■ **INSTRUCTIONS TO FOLLOW**: Identify every line in the records below that contains the word "suit", and copy each of those lines.

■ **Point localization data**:

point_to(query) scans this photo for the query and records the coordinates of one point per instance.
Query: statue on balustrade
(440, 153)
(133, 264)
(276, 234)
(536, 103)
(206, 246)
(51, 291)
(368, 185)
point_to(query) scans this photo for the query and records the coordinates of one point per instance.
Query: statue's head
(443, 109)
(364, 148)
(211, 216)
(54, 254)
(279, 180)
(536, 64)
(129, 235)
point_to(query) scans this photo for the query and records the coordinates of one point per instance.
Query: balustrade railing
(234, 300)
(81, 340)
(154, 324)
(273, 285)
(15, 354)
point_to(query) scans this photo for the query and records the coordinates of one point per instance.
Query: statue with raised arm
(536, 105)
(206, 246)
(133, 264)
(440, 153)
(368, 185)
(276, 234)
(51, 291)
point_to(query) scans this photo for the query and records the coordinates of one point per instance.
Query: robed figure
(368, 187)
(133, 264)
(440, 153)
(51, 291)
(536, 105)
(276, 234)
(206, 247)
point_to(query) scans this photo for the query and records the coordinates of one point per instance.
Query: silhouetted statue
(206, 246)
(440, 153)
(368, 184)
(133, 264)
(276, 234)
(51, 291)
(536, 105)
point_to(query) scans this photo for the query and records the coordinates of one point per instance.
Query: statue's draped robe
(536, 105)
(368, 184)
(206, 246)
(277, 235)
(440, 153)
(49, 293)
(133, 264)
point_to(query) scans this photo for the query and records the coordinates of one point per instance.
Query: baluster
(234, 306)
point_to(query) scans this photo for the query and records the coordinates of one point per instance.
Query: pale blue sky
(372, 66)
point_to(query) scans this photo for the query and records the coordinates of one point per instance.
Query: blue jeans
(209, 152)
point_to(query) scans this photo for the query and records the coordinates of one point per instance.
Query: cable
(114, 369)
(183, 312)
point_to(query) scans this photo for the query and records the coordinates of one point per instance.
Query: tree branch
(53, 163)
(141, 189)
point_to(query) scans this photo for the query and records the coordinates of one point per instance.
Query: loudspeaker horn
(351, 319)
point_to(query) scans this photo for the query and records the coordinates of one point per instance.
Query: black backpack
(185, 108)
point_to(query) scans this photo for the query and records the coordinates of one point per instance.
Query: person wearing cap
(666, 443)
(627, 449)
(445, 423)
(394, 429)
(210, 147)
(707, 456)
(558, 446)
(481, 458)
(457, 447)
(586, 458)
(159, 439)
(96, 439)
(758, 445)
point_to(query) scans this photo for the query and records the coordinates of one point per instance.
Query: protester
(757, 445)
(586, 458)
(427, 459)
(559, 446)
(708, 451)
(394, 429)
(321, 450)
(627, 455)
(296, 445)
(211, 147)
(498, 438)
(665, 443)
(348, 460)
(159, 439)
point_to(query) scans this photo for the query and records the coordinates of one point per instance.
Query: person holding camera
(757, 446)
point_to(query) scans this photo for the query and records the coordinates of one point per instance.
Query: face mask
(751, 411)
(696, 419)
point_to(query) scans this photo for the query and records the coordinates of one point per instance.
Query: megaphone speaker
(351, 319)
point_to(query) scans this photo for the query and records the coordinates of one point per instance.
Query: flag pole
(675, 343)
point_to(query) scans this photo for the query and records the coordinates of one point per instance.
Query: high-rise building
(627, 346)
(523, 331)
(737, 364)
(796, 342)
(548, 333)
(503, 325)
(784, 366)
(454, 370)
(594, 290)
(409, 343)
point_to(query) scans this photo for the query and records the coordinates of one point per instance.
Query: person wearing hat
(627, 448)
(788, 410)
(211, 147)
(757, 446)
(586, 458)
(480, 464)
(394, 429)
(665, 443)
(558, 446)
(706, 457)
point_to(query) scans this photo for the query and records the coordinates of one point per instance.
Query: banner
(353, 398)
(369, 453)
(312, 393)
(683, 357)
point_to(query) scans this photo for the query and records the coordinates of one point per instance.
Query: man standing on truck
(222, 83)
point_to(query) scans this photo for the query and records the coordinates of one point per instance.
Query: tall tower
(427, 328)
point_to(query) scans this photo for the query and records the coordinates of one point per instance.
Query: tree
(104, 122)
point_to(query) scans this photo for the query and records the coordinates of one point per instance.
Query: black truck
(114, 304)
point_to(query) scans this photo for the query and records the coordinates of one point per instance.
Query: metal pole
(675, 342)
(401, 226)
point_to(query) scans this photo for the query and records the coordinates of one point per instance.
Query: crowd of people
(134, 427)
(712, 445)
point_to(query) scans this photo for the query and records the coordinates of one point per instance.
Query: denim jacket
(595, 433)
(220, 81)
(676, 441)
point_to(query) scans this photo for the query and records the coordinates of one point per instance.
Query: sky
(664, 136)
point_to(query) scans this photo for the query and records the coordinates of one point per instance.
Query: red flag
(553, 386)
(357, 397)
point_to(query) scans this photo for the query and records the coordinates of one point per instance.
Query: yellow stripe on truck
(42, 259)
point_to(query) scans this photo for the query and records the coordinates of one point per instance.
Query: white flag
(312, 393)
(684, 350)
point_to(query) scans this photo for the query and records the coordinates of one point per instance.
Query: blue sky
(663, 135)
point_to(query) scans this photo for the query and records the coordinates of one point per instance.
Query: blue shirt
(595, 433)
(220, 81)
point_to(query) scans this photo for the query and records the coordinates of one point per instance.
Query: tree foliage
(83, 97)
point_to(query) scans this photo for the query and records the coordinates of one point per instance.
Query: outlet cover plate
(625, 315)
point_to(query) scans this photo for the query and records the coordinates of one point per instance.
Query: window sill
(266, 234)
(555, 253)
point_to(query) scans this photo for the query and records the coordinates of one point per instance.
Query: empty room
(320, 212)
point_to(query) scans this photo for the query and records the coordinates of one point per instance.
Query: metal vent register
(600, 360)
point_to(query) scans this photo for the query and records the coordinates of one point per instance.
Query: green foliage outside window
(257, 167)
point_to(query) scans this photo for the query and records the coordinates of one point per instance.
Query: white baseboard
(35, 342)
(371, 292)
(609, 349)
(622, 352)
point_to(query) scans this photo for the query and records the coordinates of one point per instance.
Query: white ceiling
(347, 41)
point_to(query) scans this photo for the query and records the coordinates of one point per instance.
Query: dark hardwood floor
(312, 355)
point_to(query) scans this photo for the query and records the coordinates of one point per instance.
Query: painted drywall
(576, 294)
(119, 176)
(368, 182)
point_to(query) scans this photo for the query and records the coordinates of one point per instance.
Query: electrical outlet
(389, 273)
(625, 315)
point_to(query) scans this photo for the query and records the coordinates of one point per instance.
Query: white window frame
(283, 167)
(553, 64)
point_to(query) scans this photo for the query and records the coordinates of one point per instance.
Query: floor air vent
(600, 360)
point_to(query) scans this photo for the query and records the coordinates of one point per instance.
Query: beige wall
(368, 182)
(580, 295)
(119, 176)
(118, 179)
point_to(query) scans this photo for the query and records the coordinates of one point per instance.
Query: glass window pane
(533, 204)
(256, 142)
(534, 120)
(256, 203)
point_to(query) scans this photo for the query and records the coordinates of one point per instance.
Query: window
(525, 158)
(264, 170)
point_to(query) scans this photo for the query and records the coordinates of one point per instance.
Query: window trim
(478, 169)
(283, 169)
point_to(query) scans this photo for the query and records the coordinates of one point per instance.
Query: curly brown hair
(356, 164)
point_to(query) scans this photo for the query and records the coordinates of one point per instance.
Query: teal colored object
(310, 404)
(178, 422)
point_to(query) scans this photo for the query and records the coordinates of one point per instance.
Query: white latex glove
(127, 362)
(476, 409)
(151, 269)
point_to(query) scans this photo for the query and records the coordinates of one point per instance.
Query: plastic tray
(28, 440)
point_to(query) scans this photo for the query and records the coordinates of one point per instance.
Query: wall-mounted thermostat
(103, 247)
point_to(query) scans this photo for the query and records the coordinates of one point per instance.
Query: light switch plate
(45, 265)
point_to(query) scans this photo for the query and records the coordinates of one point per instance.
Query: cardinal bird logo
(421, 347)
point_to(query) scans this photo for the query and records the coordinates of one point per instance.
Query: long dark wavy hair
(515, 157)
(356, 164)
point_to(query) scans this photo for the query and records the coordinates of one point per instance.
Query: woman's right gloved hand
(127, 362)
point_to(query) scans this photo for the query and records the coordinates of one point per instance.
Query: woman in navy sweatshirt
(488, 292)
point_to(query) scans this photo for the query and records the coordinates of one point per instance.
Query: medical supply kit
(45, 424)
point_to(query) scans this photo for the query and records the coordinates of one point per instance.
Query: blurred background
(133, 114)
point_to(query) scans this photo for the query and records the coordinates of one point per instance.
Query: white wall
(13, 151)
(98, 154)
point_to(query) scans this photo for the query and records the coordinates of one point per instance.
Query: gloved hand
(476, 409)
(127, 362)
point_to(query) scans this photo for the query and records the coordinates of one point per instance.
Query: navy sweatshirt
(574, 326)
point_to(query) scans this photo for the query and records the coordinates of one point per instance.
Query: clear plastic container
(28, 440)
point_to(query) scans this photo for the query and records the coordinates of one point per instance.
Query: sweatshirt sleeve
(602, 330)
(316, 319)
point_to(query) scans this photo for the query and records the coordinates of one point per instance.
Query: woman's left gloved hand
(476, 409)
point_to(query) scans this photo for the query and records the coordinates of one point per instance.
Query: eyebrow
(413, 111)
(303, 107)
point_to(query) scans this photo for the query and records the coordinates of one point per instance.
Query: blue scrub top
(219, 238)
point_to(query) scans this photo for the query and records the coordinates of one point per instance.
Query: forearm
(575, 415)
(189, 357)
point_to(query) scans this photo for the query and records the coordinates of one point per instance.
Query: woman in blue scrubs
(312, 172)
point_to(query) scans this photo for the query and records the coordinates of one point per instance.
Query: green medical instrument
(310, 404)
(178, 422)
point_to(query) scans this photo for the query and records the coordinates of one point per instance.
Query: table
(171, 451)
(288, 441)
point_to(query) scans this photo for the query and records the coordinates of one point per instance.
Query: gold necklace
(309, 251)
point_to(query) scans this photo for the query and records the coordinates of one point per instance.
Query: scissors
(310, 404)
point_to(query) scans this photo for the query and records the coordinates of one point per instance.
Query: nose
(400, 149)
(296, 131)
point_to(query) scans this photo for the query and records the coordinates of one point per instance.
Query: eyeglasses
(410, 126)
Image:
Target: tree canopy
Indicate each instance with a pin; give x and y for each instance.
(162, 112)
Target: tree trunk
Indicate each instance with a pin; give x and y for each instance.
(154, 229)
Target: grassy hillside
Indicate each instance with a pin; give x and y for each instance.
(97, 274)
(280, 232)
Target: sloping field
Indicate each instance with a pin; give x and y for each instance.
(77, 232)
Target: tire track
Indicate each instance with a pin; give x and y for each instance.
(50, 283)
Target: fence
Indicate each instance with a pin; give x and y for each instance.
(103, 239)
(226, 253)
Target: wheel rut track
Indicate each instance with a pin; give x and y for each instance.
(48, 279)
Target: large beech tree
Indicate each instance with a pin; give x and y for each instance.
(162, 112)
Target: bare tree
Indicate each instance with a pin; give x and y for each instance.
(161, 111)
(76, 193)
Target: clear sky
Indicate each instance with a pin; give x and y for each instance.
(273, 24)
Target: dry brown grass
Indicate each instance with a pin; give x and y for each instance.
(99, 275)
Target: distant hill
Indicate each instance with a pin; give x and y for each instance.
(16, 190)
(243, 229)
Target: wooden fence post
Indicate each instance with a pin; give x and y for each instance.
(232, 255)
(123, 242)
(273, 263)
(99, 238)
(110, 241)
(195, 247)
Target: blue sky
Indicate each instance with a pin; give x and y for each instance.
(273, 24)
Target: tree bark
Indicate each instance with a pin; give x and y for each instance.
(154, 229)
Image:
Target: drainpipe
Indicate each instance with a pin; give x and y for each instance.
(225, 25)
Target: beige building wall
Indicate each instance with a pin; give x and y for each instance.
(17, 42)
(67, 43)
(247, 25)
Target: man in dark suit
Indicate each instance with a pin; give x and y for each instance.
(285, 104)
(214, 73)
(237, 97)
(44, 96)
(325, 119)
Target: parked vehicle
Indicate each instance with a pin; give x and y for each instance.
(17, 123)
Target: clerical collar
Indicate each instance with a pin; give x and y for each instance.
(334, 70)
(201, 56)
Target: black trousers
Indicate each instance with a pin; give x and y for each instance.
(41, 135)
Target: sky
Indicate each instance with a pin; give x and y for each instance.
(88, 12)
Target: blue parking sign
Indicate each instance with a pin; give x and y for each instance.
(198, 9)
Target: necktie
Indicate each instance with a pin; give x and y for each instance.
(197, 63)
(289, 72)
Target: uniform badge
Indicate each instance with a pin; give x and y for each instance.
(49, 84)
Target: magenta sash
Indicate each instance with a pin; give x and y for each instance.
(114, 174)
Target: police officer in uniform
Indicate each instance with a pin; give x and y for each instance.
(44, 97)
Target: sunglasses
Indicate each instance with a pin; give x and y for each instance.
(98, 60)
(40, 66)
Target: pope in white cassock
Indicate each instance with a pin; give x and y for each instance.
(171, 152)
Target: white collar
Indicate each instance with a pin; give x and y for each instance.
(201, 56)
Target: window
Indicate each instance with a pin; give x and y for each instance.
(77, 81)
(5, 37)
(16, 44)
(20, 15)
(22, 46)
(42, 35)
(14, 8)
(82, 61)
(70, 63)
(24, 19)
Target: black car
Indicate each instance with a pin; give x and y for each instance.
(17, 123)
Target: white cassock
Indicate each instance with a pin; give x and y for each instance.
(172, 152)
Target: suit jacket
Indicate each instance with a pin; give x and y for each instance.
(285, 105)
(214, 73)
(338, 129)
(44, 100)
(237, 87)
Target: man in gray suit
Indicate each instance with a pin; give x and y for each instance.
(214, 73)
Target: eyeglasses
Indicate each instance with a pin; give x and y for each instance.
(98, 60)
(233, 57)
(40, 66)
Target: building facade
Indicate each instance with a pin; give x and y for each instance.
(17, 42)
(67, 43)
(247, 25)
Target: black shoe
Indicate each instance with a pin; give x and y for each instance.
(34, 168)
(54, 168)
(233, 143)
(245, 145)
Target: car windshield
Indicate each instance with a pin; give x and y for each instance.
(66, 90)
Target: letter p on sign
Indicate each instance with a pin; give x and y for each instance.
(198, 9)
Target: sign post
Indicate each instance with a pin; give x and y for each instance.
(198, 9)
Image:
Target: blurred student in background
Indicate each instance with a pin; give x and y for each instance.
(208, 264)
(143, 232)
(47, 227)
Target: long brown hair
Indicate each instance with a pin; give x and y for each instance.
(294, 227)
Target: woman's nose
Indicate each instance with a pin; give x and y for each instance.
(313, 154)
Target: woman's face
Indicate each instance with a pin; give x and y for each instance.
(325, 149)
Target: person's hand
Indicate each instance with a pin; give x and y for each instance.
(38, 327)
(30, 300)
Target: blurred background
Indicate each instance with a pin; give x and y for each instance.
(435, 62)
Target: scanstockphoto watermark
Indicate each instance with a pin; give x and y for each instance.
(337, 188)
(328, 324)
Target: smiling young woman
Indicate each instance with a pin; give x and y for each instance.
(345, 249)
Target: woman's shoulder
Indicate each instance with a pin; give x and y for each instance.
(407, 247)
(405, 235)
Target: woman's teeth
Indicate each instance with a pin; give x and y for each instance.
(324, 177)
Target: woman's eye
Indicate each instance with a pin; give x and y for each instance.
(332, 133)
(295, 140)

■ **ANSWER FOR THIS EXERCISE**:
Target: man in dark suit
Target: suit jacket
Target: man in gray suit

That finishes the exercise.